» Metin bölümü:
________________________

Tirmizî ve İbn Mâce’nin rivâyet ettikleri bir hadiste bu 99 isim tek tek sayılmıştır.[11] Bu isimler şunlardır:
1.Allah,
2.Rabb,
3.Rahmân (esirgeyen),
4.Rahim (bağışlayan),
5.Melik (buyrukları tutulan),
6.Kuddûs (eksikliklerden arınmış)
7.Selâm (esenliğe çıkaran)
8.Mü’min (güven veren),
9.Müheymin (hükmü altına alan),
10.Azîz (mutlak üstün),
11.Cebbâr (zorla boyun eğdiren),
12.Mütekebbir (yegâne büyük),
13.Hâlik (yaratıcı),
14.Bârî (eksiksiz yaratan),
15.Musavvir (her şeye şekil veren),
16.Gaffâr (çok bağışlayan),
17.Kahhâr (isyankârları kahreden),
18.Vehhâb (karşılıksız veren),
19.Rezzâk (çok rızık veren),
20.Fettâh (hayır kapılarını açan),
21.Alîm (her şeyi bilen),
22.Kâbız (ruhları alan),
23.Bâsıt (rızkı genişleten),
24.Hâfid (küfür ehlini alçaltan),
25.Râfi’ (mü’minleri yükselten),
26.Muiz (yücelten, azîz kılan),
27.Müzill (değersiz kılan),
28.Semî’ (her şeyi işiten),
29.Basîr (her şeyi gören),
30.Hakem (hükmeden, iyiyi kötüden ayırt eden),
31.Adl (adaletli),
32.Latîf (kullarına lütfeden),
33.Habîr (her şeyden haberli olan),
34.Halîm (yumuşaklık sahibi),
35.Azîm (azametli olan),
36.Gafûr (çok bağışlayıcı),
37.Şekûr (az amele bile çok ecir veren),
38.Âlî (yüce, yüceltici),
39.Kebîr (büyük),
40.Hâfız (koruyucu),
41.Muhît (kuşatan),
42.Hasîb (hesaba çeken),
43.Celîl (yücelik sıfatları bulunan),
44.Kerîm(çok cömert, bağışlayan, günahın yerini sevapla dolduracak kadar bağışı bol)

________________________

» Verilen bilgiler:
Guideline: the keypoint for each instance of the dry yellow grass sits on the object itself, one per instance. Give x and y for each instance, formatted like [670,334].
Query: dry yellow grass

________________________

» Yapılacak alıştırmalar:
(A) Metin bölümüne göre 99 ismin tek tek sayıldığı hadisi kimler rivâyet etmiştir?
(B) Aşağıdaki ifadelerin metin bölümüyle uyuşup uyuşmadığını belirtin: (i) Kuddûs ismi "eksikliklerden arınmış" olarak açıklanmıştır. (ii) Rezzâk ismi "her şeyi bilen" anlamında verilmiştir. (iii) Muiz ismi "değersiz kılan" olarak açıklanmıştır.

» Görevlere göre sonuçlar:
(A) Tirmizî ve İbn Mâce.

(B)
(i) Evet: "Kuddûs (eksikliklerden arınmış)"
(ii) Hayır: "Rezzâk (çok rızık veren)"
(iii) Hayır: "Muiz (yücelten, azîz kılan)"